● **GIVEN REQUEST**
Find every line in the material below that contains the word "this" and copy each of those lines in full.
[BEGIN RECORD EXTRACTS]
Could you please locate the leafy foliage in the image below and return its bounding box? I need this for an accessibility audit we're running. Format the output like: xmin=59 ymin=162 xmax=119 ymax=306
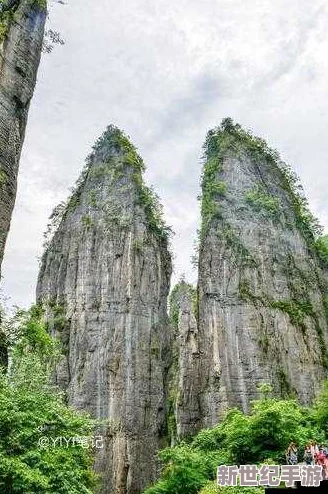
xmin=200 ymin=118 xmax=328 ymax=266
xmin=0 ymin=307 xmax=96 ymax=494
xmin=44 ymin=125 xmax=172 ymax=255
xmin=200 ymin=482 xmax=265 ymax=494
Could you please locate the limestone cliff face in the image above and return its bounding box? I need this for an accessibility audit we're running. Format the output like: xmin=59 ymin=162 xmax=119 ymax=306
xmin=0 ymin=0 xmax=46 ymax=269
xmin=198 ymin=119 xmax=328 ymax=426
xmin=170 ymin=281 xmax=201 ymax=440
xmin=37 ymin=127 xmax=171 ymax=494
[END RECORD EXTRACTS]
● **THE RESPONSE**
Could you please locate the leafy foliage in the image below and return its bounding box? I need this for an accessibility audit we're running. Format the output like: xmin=59 ymin=162 xmax=119 ymax=306
Could you please locate the limestone cliff face in the image above and return its bounding box? I need this for an accessibility audit we're running. Format the output like: xmin=59 ymin=162 xmax=119 ymax=306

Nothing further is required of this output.